**Quoted text:**
^^^^^^^^

S&P has added the UK to a list of countries where banks face the prospect of lower revenues or rising bad debt.

And it has identified a possible property market crash as the biggest single threat.

The move marks the first time that the British banking system has been included on S&P's 'at risk' list.

The rating agency said housing loans on British banks' books are reaching "uncomfortably high levels, particularly with respect to those in the Greater London area."

Debt pile

British house buyers have borrowed heavily to keep pace with soaring property prices, helped by high levels of employment and low interest rates.

But a sudden rise in unemployment or borrowing costs could leave many overstretched homeowners unable to repay their debts, exposing lenders to a sharp increase in bad loans.

The S&P report follows gloomy trading statements from High Street banks Barclays and Lloyds TSB last week, with both warning that bad loans were on the rise.

S&P's warning on house prices echoes similar comments from the Bank of England, which last month said the longer the current boom continued, the greater the risk of an "abrupt slowdown".

Reassurance

The housing market is a key determinant of economic growth in Britain, where home ownership is the norm, and consumers tend to finance current spending by borrowing against the rising value of their properties.

The last UK property market crash, in the early 1990s, ushered in a prolonged period of slow growth.

British financial institutions downplayed the S&P report, insisting that the banking sector would be well able to cope with a property market slump.

The Financial Services Authority, the UK's main financial regulator, said banks remained "well capitalised and profitable," while the British Bankers' Association said there was so far no evidence of debt problems.

Some economists have said that since neither interest rates nor unemployment are likely to rise significantly, the risk of a house price crash is low.

^^^^^^^^

**Information supplied:**
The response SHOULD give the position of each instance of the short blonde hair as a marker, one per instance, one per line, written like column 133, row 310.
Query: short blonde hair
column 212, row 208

^^^^^^^^

**Direction:**
Write out the passage of the article on S&P's warning about UK banks, starting at "And it has identified" and ending at "on the rise.".

**Written response:**
And it has identified a possible property market crash as the biggest single threat.

The move marks the first time that the British banking system has been included on S&P's 'at risk' list.

The rating agency said housing loans on British banks' books are reaching "uncomfortably high levels, particularly with respect to those in the Greater London area."

Debt pile

British house buyers have borrowed heavily to keep pace with soaring property prices, helped by high levels of employment and low interest rates.

But a sudden rise in unemployment or borrowing costs could leave many overstretched homeowners unable to repay their debts, exposing lenders to a sharp increase in bad loans.

The S&P report follows gloomy trading statements from High Street banks Barclays and Lloyds TSB last week, with both warning that bad loans were on the rise.